Extrait du livre : ‘’Le monde arabe face à ses démons’’, J.-P. Lledo

Jean Pierre Lledo (Ed Colin, Paris 2013, pages 161 à 164)

Qui sont donc les essentialistes ? Ceux qui ouvrent les yeux sur la RÉALITÉ du monde arabe, sur les TEXTES qui s’y écrivent, notamment pédagogiques pour les enfants formés à la haine de l’Autre, les DISCOURS et les SERMONS qui s’y prononcent, et aussi les FAITS, ce qui à preuve du contraire, est un préalable à sa transformation et sa bonification ? Ou ceux qui s’obstinent à les nier, et qui devant malgré tout expliquer le sous-développement du monde arabe, sont alors forcés d’en trouver la raison à l’extérieur d’eux-mêmes ?

Consignes:
[1] D'après le passage, quelles pages du livre sont reproduites ?
[2] Pour chaque affirmation, dites si elle concorde avec le passage : (a) Le livre a paru aux éditions Colin, à Paris, en 2013. (b) Les textes pédagogiques évoqués forment les enfants à l'amour de l'Autre. (c) Ceux qui nient la réalité doivent chercher la raison du sous-développement à l'extérieur d'eux-mêmes.
[3] Reproduisez tel quel le segment du passage qui s'ouvre sur les mots contenant « Jean Pierre Lledo » et se termine par « à l’extérieur d’eux-mêmes ? ».

Enregistrements de points étiquetés:
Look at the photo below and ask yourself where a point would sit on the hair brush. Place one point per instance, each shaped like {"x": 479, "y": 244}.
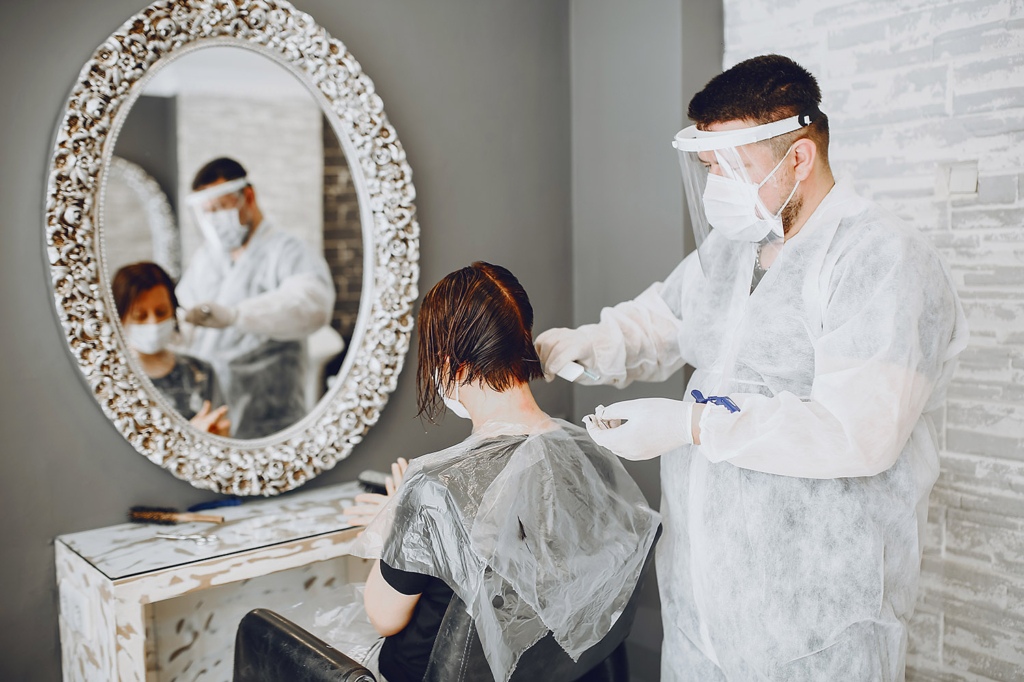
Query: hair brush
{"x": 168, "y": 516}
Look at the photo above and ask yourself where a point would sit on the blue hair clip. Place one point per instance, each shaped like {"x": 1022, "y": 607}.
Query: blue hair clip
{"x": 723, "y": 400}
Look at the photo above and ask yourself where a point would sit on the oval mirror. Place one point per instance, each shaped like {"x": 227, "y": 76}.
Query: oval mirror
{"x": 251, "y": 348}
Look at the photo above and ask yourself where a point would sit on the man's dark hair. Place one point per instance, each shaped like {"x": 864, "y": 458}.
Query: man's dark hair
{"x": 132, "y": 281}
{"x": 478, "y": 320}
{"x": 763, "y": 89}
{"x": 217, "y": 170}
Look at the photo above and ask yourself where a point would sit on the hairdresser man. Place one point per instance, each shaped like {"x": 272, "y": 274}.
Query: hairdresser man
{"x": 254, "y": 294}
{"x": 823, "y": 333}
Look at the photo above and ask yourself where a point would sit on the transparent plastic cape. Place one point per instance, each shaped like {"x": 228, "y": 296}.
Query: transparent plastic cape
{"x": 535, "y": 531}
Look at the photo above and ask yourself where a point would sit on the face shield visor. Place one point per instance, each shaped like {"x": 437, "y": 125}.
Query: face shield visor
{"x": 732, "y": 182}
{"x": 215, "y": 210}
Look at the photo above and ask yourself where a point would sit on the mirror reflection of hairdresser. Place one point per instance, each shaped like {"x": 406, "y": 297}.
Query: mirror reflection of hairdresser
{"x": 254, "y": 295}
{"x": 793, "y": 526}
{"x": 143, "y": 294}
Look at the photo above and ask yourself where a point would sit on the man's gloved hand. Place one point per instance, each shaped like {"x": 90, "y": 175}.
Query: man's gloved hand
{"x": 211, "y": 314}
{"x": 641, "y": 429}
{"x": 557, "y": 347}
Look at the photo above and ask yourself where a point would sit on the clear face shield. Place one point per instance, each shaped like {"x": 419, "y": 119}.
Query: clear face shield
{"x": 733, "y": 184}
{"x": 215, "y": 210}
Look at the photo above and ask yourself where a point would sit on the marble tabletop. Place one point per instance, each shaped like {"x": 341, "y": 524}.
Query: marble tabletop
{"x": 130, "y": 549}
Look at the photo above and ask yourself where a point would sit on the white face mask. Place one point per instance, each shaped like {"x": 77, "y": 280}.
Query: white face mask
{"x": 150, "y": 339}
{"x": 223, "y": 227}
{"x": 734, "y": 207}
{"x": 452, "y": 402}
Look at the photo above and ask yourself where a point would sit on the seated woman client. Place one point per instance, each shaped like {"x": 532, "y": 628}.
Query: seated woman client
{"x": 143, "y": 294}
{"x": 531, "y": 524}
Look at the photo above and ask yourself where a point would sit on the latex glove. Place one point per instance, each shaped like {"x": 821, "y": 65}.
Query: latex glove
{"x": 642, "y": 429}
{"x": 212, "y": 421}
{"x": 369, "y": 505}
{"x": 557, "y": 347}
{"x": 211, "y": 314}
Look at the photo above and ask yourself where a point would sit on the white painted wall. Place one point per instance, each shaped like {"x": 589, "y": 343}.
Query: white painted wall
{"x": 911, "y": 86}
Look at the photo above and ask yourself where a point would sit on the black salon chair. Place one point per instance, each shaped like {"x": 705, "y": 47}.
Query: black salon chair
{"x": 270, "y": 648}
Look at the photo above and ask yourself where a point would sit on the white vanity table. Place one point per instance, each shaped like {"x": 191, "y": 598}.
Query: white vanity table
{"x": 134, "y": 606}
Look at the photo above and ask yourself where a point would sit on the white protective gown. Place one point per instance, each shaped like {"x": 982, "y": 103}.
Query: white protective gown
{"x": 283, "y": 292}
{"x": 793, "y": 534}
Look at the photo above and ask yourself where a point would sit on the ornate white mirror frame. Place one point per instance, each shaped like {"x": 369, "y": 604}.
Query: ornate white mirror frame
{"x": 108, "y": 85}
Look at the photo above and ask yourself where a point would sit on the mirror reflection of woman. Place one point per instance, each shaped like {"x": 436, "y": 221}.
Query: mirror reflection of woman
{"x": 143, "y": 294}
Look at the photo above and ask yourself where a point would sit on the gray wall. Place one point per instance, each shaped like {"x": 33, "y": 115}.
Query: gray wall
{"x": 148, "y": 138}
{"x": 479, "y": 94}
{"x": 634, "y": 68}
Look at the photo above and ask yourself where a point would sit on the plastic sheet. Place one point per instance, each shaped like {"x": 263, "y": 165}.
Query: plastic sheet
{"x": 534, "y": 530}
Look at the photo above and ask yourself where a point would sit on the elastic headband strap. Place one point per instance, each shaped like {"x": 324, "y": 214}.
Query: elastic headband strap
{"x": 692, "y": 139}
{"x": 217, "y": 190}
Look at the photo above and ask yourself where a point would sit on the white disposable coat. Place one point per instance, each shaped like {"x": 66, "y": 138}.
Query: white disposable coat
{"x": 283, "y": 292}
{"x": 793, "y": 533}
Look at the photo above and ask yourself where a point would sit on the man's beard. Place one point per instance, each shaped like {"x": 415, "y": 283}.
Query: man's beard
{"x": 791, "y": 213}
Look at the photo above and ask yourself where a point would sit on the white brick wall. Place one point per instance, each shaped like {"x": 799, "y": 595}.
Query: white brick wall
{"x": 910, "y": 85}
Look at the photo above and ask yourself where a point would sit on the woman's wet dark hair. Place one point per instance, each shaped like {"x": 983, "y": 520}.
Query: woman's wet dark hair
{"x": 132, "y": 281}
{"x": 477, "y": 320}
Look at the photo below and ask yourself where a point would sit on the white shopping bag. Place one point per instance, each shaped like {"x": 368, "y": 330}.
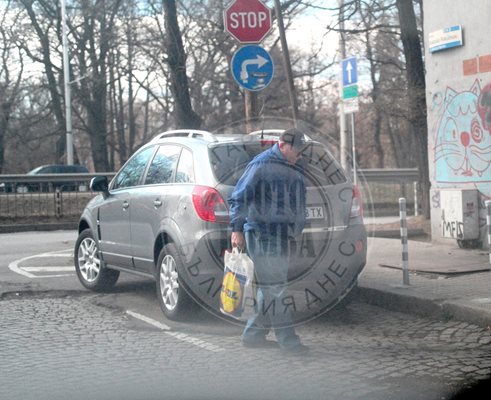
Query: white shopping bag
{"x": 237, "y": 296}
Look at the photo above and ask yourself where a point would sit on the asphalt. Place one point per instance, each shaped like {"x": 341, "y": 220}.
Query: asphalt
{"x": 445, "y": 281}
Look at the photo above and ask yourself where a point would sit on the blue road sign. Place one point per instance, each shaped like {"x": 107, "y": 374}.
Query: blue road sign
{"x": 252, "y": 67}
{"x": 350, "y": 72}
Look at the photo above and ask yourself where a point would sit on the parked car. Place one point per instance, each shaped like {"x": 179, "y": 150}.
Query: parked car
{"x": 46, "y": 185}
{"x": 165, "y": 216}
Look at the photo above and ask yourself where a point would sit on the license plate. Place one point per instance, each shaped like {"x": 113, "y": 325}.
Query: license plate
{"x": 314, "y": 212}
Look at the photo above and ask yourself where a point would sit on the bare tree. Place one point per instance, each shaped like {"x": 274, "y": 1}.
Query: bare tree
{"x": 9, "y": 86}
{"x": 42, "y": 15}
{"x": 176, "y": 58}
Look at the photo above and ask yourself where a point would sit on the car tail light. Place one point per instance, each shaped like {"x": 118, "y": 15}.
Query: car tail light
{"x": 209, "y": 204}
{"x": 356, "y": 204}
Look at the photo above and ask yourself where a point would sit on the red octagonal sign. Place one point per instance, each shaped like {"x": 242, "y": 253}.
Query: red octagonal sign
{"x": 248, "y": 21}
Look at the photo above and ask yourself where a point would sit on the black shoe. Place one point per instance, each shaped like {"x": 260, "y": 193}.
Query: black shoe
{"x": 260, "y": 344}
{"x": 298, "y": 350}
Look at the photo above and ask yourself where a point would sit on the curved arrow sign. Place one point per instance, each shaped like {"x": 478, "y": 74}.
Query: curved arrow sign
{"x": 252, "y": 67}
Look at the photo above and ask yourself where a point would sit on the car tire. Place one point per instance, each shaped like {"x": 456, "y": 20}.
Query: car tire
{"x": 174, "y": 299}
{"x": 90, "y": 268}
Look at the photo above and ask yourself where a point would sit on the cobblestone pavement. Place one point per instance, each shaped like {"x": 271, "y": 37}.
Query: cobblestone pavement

Réponses successives:
[1] Les pages 161 à 164.

[2]
(a) Oui : « Ed Colin, Paris 2013 ».
(b) Non : « notamment pédagogiques pour les enfants formés à la haine de l’Autre ».
(c) Oui : « sont alors forcés d’en trouver la raison à l’extérieur d’eux-mêmes ».

[3]
Jean Pierre Lledo (Ed Colin, Paris 2013, pages 161 à 164)

Qui sont donc les essentialistes ? Ceux qui ouvrent les yeux sur la RÉALITÉ du monde arabe, sur les TEXTES qui s’y écrivent, notamment pédagogiques pour les enfants formés à la haine de l’Autre, les DISCOURS et les SERMONS qui s’y prononcent, et aussi les FAITS, ce qui à preuve du contraire, est un préalable à sa transformation et sa bonification ? Ou ceux qui s’obstinent à les nier, et qui devant malgré tout expliquer le sous-développement du monde arabe, sont alors forcés d’en trouver la raison à l’extérieur d’eux-mêmes ?